### EXERCISE TASK:
Find every line in the records that contains the word "right", and copy each of those lines.

>> START

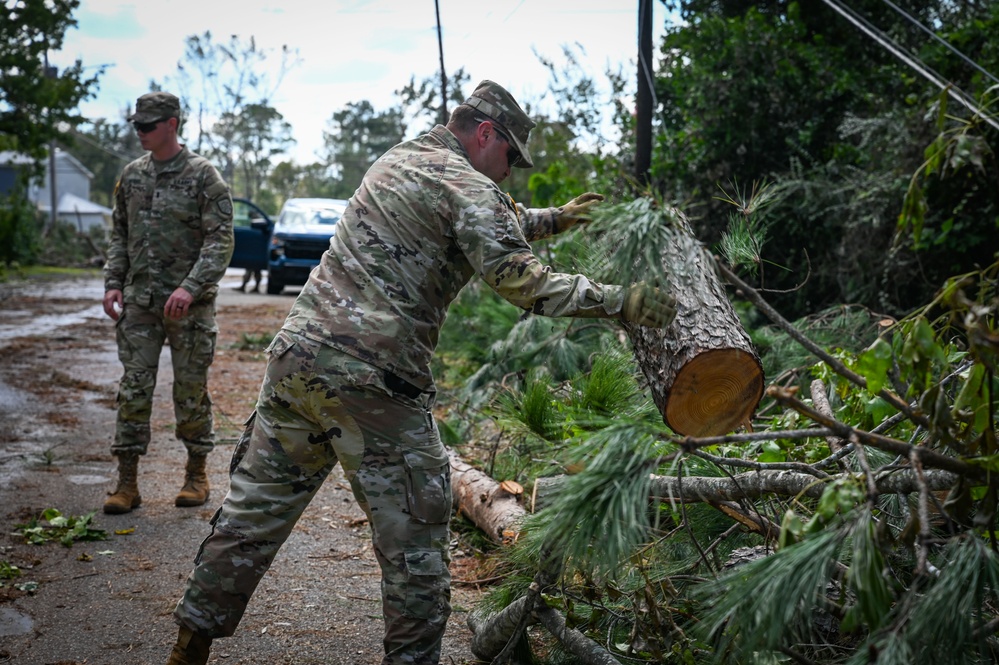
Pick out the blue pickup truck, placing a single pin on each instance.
(253, 229)
(288, 248)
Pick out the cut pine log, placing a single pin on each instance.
(705, 376)
(492, 506)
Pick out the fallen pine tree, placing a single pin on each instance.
(911, 492)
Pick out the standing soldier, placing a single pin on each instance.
(171, 240)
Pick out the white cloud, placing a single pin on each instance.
(351, 50)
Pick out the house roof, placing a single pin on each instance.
(15, 158)
(70, 204)
(9, 157)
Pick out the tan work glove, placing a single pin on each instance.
(648, 306)
(576, 211)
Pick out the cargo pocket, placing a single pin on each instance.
(242, 443)
(427, 587)
(212, 522)
(428, 484)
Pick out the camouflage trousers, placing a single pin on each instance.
(318, 407)
(141, 333)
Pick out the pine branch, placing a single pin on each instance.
(754, 485)
(893, 446)
(754, 297)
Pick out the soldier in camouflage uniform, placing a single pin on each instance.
(348, 380)
(171, 240)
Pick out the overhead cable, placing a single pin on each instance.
(940, 39)
(956, 93)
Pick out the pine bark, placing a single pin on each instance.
(485, 502)
(704, 374)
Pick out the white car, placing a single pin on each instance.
(301, 235)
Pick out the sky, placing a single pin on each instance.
(351, 50)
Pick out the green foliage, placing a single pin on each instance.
(605, 505)
(764, 604)
(228, 85)
(253, 341)
(355, 137)
(844, 153)
(53, 526)
(20, 229)
(9, 571)
(38, 102)
(630, 239)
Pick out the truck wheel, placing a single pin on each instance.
(274, 286)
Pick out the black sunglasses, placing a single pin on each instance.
(146, 127)
(512, 154)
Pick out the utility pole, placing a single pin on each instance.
(643, 98)
(51, 73)
(440, 49)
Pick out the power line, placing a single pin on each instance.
(911, 61)
(940, 39)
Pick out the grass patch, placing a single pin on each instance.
(53, 526)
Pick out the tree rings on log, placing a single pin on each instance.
(704, 374)
(714, 393)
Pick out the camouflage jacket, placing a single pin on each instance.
(421, 224)
(171, 226)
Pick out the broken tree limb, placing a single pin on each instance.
(489, 505)
(491, 634)
(704, 374)
(754, 484)
(583, 648)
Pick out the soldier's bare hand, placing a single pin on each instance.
(178, 304)
(577, 210)
(113, 303)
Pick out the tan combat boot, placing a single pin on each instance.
(126, 495)
(195, 490)
(190, 649)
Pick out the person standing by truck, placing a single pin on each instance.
(171, 241)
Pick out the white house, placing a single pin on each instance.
(72, 185)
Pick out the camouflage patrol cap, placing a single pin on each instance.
(155, 106)
(492, 100)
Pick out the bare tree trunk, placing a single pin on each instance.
(583, 648)
(754, 484)
(491, 634)
(487, 503)
(704, 374)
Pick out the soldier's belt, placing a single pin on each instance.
(401, 386)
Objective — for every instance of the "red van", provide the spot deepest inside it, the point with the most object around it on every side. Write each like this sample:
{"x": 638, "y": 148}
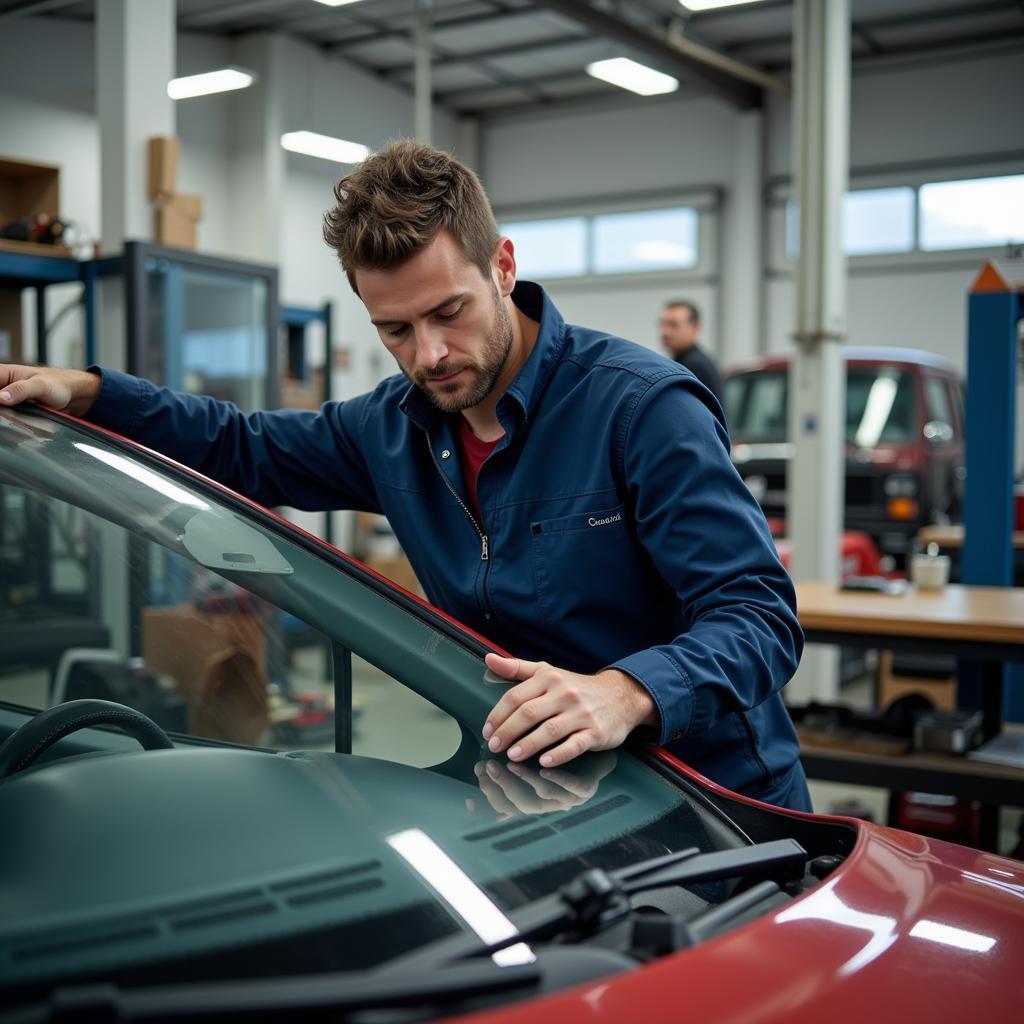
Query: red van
{"x": 904, "y": 439}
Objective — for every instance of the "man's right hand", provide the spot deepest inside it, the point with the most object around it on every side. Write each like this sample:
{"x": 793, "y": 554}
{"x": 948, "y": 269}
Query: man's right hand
{"x": 68, "y": 390}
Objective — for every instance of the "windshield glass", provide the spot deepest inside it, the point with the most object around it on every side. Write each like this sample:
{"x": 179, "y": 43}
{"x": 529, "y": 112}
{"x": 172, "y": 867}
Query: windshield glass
{"x": 880, "y": 406}
{"x": 126, "y": 580}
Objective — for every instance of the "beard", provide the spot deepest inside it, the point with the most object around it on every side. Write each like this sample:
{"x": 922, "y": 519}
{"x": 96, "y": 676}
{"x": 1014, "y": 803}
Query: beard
{"x": 485, "y": 369}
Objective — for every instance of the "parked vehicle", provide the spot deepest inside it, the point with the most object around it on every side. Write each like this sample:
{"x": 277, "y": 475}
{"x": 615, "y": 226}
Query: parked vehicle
{"x": 904, "y": 440}
{"x": 402, "y": 872}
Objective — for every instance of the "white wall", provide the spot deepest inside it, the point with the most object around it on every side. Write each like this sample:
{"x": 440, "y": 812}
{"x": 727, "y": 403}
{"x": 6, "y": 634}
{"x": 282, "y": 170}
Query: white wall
{"x": 911, "y": 124}
{"x": 552, "y": 163}
{"x": 915, "y": 113}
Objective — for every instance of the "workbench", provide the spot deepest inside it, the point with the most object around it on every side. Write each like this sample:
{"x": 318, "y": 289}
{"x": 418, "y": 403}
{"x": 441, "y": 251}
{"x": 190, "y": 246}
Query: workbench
{"x": 983, "y": 624}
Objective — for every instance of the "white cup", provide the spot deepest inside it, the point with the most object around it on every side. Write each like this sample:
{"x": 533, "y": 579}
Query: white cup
{"x": 930, "y": 571}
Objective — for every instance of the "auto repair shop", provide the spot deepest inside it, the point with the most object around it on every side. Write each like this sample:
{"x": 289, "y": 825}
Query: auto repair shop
{"x": 811, "y": 205}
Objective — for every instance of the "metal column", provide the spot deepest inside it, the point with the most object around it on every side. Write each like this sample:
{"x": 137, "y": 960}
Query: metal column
{"x": 815, "y": 484}
{"x": 422, "y": 45}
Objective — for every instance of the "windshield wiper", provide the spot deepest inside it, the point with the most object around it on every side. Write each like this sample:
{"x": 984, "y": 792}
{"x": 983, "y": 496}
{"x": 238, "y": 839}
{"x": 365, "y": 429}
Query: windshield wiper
{"x": 597, "y": 898}
{"x": 303, "y": 997}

>> END

### OUTPUT OF THE TASK:
Objective — for every instance of the "man's right hand", provide the spot deepest inside it, the point with the most object around it on every side. Write each like this sample:
Query: man's right hand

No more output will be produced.